(Records from a data source)

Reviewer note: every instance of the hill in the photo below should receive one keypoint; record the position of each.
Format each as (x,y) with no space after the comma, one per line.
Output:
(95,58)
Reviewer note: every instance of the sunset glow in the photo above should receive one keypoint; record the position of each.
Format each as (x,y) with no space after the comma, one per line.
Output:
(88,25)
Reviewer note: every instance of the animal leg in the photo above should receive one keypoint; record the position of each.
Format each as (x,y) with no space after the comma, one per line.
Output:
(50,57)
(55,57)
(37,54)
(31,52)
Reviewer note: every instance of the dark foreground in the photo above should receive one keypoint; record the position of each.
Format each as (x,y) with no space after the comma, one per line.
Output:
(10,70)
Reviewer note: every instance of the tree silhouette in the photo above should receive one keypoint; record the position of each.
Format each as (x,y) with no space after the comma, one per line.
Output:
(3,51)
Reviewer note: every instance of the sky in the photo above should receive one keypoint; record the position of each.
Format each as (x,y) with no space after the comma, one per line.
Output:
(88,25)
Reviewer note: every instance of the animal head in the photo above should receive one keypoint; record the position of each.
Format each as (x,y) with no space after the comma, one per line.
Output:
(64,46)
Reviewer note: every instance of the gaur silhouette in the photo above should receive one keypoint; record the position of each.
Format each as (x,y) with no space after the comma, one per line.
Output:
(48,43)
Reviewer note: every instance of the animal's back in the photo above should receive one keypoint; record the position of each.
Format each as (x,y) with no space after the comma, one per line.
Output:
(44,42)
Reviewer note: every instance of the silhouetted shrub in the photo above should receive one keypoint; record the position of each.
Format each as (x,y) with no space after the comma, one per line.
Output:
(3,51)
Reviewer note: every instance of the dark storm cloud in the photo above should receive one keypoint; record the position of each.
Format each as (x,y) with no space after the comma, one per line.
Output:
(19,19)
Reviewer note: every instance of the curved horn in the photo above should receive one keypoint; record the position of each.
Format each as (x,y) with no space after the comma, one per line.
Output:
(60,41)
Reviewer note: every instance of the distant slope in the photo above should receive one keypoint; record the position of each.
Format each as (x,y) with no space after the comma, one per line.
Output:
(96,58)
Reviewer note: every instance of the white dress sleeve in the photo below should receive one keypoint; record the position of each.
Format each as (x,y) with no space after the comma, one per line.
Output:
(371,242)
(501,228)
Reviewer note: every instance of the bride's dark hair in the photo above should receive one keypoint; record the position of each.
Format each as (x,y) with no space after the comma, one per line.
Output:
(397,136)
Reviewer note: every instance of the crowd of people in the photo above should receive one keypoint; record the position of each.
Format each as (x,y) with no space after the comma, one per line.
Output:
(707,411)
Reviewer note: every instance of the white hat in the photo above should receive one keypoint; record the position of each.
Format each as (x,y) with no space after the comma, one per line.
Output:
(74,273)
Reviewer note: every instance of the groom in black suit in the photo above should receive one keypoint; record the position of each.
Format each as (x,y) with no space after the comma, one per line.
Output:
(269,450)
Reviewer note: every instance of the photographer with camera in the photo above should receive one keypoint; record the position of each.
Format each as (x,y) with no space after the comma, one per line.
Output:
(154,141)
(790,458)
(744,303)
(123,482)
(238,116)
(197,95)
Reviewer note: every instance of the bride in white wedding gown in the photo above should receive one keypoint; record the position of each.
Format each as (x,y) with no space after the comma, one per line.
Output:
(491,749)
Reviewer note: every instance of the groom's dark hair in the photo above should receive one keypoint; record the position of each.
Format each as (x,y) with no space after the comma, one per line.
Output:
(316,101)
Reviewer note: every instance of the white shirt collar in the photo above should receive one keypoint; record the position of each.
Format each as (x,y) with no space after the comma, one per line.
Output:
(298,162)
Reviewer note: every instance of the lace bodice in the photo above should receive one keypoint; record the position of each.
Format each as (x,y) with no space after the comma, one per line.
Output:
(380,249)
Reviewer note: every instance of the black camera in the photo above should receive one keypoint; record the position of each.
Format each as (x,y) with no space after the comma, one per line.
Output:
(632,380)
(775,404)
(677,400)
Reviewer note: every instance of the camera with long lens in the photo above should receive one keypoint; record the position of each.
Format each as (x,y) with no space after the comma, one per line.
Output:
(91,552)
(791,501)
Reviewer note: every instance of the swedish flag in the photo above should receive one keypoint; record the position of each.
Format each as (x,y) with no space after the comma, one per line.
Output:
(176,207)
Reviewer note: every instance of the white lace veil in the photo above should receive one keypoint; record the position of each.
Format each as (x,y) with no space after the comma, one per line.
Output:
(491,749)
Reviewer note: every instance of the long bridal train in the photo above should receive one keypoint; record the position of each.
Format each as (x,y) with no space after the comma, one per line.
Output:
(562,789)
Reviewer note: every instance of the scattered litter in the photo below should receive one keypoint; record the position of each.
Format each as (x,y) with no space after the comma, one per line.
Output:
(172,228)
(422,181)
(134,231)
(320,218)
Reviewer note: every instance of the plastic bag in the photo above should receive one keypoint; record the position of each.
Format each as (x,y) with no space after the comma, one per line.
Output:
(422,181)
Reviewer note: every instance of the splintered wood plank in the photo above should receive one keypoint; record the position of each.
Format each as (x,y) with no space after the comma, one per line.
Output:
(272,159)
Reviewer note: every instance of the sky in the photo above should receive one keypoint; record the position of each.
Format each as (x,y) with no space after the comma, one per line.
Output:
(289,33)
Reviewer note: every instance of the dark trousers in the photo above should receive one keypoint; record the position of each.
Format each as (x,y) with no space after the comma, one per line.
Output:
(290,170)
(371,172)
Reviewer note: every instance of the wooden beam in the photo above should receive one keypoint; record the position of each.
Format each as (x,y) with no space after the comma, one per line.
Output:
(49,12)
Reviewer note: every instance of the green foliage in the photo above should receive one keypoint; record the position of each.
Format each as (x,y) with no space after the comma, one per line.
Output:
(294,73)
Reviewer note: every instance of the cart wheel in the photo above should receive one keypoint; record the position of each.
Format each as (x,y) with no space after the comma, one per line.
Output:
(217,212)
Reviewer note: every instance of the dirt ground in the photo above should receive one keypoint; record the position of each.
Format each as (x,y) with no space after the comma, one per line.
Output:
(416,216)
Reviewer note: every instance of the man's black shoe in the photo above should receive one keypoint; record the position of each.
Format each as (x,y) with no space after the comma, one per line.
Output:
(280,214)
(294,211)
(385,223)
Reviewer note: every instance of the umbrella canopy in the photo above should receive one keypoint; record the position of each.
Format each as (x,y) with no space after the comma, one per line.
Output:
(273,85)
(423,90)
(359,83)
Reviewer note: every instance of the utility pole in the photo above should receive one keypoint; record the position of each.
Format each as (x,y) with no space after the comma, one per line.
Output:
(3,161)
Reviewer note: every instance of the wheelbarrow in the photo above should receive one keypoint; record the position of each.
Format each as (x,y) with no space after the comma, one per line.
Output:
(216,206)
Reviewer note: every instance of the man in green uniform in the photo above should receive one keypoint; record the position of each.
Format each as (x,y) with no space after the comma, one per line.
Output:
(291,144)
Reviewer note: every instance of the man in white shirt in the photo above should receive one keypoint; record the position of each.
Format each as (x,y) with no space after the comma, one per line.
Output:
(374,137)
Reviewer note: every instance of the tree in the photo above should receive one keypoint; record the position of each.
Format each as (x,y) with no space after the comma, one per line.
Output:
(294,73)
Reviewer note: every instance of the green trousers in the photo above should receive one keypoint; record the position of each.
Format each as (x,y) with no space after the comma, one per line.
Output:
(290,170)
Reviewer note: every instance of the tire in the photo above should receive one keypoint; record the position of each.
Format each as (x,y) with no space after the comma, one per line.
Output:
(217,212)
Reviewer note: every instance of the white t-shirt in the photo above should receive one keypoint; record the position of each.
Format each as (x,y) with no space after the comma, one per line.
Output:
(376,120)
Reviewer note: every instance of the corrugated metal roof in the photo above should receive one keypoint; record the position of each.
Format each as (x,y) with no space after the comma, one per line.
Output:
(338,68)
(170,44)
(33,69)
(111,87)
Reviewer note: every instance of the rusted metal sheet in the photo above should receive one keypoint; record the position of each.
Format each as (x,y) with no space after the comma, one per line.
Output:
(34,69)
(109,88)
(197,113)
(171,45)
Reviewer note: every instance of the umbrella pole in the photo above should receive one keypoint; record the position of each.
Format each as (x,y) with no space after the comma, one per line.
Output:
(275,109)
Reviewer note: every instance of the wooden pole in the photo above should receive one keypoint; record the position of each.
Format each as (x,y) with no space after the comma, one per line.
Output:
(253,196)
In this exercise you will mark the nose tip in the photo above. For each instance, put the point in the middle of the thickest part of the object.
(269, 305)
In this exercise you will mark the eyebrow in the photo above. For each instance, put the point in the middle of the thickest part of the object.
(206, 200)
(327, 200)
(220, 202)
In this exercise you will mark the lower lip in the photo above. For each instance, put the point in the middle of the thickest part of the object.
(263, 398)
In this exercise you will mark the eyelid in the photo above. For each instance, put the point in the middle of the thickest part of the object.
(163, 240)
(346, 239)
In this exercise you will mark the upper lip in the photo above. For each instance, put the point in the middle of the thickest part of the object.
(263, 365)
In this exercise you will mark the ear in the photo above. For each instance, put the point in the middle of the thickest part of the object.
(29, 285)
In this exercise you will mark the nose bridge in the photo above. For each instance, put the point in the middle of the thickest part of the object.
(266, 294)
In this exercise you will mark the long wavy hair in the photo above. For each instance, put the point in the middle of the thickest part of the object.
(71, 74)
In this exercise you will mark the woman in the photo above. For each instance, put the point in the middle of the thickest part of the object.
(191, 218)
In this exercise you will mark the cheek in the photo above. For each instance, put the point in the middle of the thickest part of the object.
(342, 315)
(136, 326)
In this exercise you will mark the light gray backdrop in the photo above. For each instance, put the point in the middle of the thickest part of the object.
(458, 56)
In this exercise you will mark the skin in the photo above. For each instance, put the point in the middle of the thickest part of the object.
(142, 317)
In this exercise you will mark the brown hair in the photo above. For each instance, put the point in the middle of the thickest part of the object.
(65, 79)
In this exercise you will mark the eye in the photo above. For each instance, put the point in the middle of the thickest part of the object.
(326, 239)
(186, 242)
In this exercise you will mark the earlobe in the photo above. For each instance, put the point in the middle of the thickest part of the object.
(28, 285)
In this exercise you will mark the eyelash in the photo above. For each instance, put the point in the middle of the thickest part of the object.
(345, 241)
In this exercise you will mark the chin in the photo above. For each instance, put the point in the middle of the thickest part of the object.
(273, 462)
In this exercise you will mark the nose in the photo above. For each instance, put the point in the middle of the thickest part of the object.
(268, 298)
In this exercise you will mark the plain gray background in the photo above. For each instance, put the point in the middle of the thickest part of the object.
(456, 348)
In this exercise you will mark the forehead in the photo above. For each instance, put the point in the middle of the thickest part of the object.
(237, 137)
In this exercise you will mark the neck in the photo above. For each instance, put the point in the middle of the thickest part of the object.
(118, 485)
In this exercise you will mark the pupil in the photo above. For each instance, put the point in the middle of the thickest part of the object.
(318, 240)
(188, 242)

To do.
Output, from the data above, the lines from the line with "Reviewer note: every instance of the bride in" to the line with "Reviewer note: every instance of the groom's" exactly as they stand, both ends included and nothing else.

Response area.
Reviewer note: every instance of the bride in white wedding gown in the photo above should receive one keypoint; record the position of each.
Format each as (x,y) with no space after the comma, one per line.
Output:
(491,749)
Reviewer note: every instance of the groom's dark hair in the photo above should receive one keypoint; record the position of each.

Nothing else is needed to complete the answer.